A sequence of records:
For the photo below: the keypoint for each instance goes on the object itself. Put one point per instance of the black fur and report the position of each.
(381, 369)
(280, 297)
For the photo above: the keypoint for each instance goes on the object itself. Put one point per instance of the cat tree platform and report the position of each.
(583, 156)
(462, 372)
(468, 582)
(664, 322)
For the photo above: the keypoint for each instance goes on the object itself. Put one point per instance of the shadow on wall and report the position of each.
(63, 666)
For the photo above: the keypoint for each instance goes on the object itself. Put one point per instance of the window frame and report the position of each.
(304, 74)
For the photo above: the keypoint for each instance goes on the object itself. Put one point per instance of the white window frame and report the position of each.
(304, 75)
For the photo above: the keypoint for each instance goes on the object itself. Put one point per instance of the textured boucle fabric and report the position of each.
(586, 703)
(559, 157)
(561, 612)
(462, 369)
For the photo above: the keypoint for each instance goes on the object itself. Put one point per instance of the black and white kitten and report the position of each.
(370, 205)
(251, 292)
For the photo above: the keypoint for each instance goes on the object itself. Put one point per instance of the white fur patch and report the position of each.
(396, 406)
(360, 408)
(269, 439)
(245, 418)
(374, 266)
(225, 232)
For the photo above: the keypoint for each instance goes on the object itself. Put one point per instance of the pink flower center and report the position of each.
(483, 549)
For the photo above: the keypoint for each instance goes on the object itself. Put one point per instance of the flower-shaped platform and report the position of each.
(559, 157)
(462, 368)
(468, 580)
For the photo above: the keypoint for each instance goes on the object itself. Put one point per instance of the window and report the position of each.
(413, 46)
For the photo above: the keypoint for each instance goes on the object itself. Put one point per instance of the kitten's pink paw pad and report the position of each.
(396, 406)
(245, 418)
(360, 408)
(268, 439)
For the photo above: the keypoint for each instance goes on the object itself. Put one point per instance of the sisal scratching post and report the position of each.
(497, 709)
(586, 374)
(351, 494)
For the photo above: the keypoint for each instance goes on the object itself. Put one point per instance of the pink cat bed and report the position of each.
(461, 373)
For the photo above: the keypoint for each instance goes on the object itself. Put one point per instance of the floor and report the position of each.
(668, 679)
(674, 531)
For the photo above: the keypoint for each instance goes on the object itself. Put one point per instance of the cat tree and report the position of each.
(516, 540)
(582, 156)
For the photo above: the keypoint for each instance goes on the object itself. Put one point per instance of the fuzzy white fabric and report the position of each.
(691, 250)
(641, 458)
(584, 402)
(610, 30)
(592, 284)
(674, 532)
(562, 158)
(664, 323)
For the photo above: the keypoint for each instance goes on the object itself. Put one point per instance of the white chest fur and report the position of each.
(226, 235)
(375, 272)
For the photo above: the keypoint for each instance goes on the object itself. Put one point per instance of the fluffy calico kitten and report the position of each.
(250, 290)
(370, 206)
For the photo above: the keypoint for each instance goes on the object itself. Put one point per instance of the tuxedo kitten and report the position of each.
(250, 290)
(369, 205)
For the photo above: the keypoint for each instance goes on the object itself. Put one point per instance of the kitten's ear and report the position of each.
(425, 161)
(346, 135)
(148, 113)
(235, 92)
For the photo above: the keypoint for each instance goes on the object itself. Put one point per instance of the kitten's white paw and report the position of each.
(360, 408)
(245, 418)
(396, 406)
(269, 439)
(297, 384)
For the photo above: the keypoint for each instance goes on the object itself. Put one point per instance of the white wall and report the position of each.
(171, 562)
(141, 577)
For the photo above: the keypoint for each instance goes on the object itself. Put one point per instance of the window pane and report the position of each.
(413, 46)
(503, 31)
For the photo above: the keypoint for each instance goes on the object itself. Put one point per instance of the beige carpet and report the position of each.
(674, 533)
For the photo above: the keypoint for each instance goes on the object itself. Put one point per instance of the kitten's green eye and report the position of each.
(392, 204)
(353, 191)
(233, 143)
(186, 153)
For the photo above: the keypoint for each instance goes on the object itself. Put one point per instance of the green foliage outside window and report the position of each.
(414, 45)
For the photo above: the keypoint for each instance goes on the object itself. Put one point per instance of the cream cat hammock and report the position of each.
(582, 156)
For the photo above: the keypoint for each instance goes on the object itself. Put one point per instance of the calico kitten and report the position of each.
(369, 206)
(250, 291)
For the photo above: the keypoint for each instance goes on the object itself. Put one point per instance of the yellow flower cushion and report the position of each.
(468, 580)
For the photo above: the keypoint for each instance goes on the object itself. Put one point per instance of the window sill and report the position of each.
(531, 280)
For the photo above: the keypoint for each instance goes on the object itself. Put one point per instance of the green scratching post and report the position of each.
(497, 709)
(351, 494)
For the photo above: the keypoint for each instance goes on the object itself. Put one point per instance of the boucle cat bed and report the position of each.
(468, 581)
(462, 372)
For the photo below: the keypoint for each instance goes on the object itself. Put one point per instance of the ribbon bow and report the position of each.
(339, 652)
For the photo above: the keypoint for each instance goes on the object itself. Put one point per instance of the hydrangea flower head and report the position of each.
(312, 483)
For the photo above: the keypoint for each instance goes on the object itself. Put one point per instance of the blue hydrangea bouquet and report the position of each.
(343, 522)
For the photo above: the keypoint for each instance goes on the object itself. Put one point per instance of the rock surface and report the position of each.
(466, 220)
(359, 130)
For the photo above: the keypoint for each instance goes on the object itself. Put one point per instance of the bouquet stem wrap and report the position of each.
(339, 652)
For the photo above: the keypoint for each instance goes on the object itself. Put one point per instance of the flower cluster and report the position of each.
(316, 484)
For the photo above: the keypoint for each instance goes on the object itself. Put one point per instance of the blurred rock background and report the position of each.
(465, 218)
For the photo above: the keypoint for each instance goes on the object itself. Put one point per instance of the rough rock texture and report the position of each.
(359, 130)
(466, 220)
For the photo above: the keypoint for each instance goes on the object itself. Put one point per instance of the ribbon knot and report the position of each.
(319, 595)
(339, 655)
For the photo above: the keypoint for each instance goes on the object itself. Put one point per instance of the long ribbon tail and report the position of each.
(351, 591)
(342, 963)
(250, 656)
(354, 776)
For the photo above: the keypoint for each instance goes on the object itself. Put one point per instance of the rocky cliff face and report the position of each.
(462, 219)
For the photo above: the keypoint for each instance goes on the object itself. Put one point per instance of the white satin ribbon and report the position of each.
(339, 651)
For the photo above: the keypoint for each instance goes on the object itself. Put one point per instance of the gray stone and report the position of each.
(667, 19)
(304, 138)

* * *

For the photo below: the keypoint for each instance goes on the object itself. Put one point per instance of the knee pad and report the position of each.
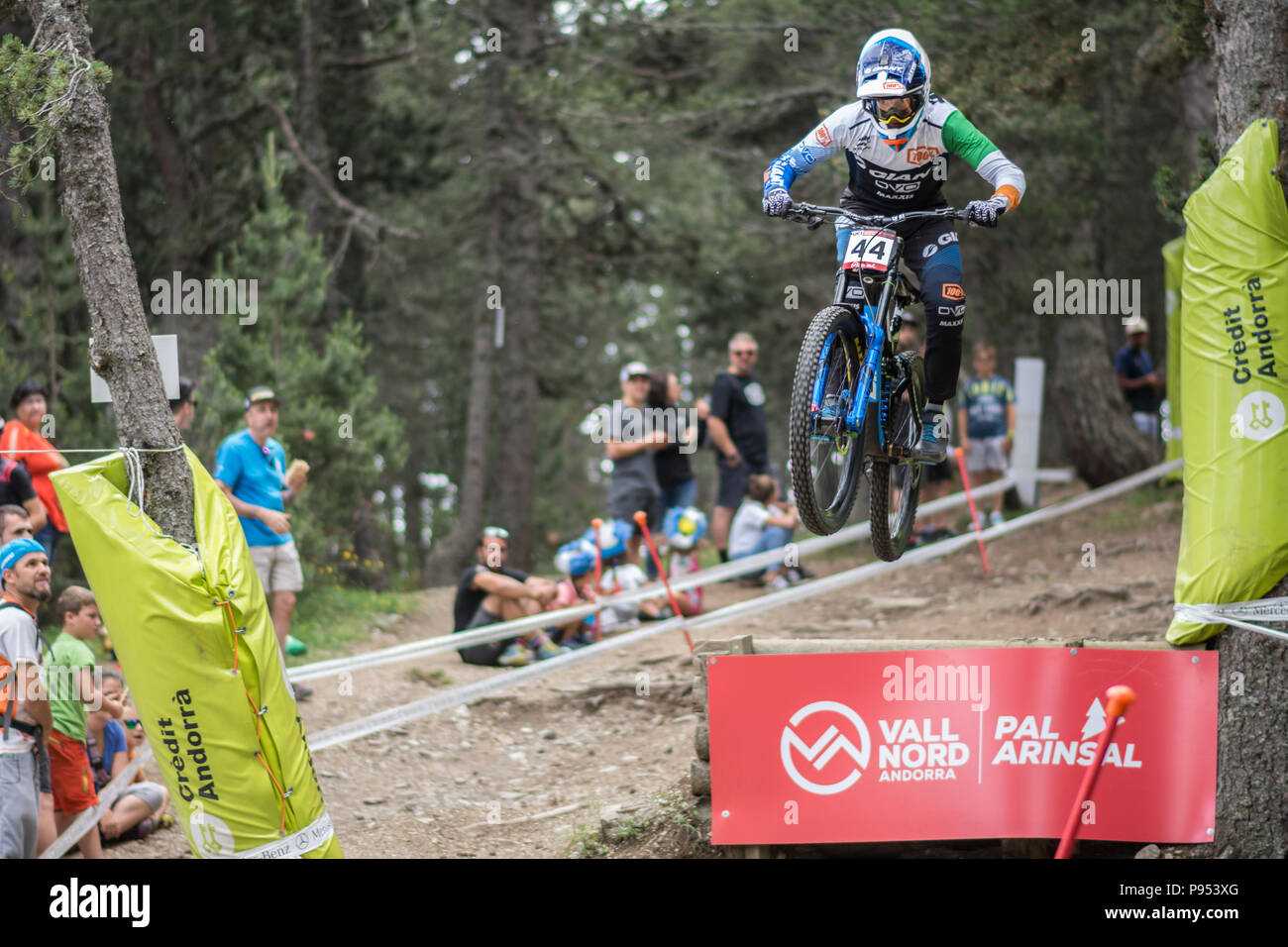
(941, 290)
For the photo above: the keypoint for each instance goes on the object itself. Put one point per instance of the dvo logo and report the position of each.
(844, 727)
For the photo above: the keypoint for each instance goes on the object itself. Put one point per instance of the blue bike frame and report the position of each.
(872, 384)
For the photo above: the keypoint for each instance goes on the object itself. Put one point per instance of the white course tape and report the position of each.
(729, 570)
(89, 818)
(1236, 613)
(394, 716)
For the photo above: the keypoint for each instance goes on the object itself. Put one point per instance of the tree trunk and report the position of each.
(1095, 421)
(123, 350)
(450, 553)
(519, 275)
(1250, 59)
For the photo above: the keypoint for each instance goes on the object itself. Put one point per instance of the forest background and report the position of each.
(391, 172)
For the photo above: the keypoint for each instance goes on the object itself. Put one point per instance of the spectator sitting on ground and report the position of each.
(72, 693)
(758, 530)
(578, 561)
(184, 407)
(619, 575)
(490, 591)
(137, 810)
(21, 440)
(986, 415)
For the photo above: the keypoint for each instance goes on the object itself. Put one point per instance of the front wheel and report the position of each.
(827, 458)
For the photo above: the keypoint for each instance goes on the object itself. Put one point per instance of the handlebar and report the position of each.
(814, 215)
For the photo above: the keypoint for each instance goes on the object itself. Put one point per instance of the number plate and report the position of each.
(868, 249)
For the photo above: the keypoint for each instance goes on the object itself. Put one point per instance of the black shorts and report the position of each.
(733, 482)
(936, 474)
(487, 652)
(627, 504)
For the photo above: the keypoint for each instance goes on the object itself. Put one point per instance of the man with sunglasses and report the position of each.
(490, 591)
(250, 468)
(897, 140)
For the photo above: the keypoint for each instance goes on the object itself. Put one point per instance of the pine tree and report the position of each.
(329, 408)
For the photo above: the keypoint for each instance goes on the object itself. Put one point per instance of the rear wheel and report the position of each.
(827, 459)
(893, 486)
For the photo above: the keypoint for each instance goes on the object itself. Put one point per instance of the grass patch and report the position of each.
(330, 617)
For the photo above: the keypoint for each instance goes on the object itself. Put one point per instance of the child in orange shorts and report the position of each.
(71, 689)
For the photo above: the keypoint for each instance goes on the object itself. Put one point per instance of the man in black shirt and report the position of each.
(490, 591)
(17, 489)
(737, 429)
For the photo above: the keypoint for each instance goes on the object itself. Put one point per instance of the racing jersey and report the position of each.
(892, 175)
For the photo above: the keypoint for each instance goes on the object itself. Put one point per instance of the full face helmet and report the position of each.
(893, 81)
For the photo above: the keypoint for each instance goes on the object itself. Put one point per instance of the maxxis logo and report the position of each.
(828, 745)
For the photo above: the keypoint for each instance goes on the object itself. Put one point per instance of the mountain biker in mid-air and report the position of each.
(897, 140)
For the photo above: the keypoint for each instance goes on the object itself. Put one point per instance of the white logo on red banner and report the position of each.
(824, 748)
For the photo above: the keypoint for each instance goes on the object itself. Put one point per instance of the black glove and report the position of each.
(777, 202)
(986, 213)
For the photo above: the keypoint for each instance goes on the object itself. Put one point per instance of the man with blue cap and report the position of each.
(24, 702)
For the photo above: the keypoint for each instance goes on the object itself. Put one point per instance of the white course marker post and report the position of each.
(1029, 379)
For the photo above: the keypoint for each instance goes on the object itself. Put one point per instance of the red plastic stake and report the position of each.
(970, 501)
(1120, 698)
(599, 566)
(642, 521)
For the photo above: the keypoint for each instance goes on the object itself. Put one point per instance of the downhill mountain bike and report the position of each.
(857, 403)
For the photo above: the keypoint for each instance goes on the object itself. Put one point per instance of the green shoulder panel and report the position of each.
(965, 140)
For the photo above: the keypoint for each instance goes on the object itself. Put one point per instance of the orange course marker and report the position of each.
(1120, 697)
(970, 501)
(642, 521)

> **What is asked**:
State how many lines of the material above contain the string "calico", treating uppercase and lowercase as distinct. Give only the number.

> **Output below**:
2